ACTIVITY —
Using the material that follows, output exactly the lines from the one containing "Target: blue and black shorts" through the one containing "The component shall locate one point per instance of the girl", with both ends kept.

SOURCE DATA —

=======

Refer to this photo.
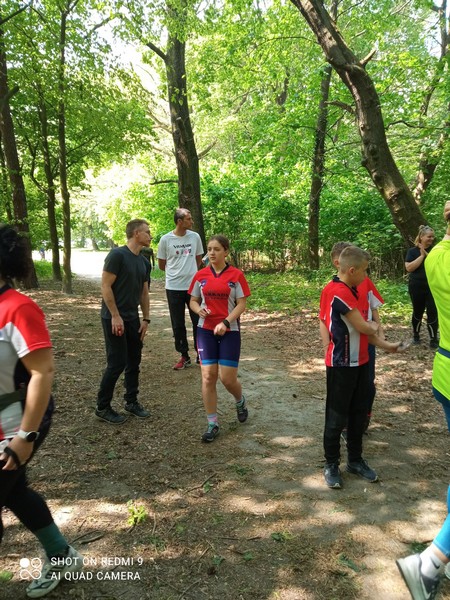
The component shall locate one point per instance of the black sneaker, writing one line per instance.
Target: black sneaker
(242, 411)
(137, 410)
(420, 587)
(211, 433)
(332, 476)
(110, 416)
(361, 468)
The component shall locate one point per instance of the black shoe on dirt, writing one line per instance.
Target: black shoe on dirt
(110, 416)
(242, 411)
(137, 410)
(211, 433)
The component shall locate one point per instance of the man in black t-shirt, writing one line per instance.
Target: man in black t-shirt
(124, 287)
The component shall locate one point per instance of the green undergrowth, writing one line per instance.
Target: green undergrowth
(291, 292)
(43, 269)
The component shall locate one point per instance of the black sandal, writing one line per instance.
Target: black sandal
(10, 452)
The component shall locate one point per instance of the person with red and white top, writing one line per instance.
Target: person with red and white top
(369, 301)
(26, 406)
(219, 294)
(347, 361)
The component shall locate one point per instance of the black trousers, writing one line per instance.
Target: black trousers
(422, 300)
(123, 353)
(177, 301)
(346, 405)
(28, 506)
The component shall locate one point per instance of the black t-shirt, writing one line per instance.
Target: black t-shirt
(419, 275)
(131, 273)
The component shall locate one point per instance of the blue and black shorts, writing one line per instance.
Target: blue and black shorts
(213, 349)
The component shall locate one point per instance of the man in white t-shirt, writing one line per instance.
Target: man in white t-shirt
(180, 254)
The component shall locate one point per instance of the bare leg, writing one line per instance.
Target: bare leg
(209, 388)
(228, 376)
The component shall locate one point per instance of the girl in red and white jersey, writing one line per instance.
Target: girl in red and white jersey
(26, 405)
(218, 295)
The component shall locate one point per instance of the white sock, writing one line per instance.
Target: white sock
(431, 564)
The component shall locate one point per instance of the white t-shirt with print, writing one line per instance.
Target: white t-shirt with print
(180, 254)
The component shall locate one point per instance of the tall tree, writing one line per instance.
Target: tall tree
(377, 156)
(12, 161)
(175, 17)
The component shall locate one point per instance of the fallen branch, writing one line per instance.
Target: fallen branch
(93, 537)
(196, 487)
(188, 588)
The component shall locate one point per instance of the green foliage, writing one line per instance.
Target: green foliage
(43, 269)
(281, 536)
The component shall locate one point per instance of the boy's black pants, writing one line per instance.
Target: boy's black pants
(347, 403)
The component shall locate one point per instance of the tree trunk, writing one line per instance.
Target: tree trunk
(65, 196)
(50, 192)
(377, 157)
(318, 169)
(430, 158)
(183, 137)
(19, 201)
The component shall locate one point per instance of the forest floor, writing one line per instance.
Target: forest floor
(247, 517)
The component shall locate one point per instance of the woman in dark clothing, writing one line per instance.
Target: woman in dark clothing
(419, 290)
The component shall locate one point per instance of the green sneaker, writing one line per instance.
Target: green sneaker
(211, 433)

=======

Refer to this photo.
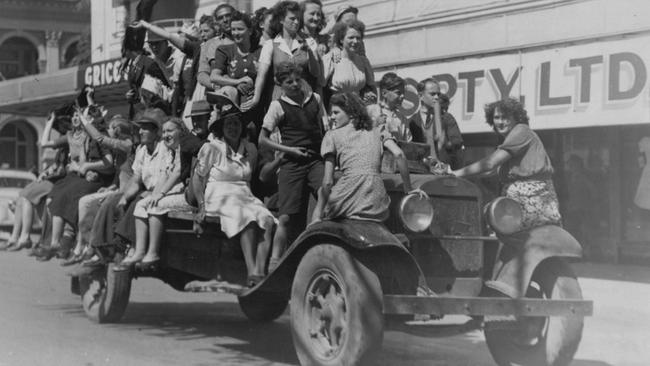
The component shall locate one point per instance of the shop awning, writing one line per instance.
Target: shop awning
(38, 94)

=======

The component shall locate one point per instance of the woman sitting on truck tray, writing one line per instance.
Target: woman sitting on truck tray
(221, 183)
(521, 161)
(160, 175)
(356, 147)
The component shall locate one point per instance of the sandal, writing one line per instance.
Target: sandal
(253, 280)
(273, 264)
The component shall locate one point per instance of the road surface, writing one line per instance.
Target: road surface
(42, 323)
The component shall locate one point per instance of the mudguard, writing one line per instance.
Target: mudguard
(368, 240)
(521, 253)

=======

RESPONSE TO THIS TASK —
Target: blue and black shorts
(213, 349)
The component shall locate one point per instance of the man in white t-shirt, writing one line per instance.
Target: man in white t-shirt
(180, 254)
The component shall locate one point per instance of the bare leg, writing one line per instance.
Target: bare leg
(209, 388)
(228, 376)
The component shall locate one point per instance of the girl in red and white jersey, writing one line per instance.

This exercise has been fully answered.